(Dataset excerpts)
== Segment start ==
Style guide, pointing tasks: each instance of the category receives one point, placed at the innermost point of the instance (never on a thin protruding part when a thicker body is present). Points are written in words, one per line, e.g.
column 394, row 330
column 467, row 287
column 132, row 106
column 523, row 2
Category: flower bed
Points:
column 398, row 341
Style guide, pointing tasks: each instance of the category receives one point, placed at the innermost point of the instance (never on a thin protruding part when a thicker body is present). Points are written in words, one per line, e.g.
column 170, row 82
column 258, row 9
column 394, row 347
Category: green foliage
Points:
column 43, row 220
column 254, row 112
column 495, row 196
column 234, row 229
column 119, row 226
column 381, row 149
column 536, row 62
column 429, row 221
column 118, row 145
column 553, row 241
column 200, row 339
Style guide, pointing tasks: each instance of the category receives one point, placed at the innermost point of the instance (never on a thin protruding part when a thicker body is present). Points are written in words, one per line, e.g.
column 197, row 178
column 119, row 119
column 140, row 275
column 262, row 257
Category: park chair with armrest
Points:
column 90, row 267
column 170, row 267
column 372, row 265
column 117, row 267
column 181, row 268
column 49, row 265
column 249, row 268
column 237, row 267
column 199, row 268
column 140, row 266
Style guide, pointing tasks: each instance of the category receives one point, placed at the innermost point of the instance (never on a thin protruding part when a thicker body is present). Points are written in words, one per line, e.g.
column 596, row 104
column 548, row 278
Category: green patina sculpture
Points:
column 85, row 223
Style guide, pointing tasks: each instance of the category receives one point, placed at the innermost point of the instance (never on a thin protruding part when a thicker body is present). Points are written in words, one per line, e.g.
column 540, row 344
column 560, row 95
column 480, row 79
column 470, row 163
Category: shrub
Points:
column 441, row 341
== Segment end ==
* **TASK REQUIREMENTS**
Each line from the one holding "Category: park chair with armrest" through the last line of the data is to be transcribed exactly, with nothing else added.

* **OUTPUT OF THE TASK**
Category: park chair with armrest
Points:
column 90, row 267
column 170, row 267
column 372, row 265
column 117, row 267
column 181, row 268
column 49, row 265
column 249, row 268
column 237, row 267
column 199, row 268
column 140, row 266
Style guide, pointing tasks: each instance of the category receives one point, placed at the innermost point of the instance (never on a thin protruding part when a thicker body is present). Points are written in words, one per line, e.g.
column 596, row 104
column 548, row 278
Category: green patina sculpture
Points:
column 85, row 223
Style guide, pointing tasks: each instance of the category receives one point, placed at the innermost point of the instance (never on a thin protruding part when a thicker body is present). Points are written in words, one per line, e.g.
column 540, row 344
column 560, row 95
column 480, row 79
column 470, row 163
Category: shrub
Points:
column 441, row 341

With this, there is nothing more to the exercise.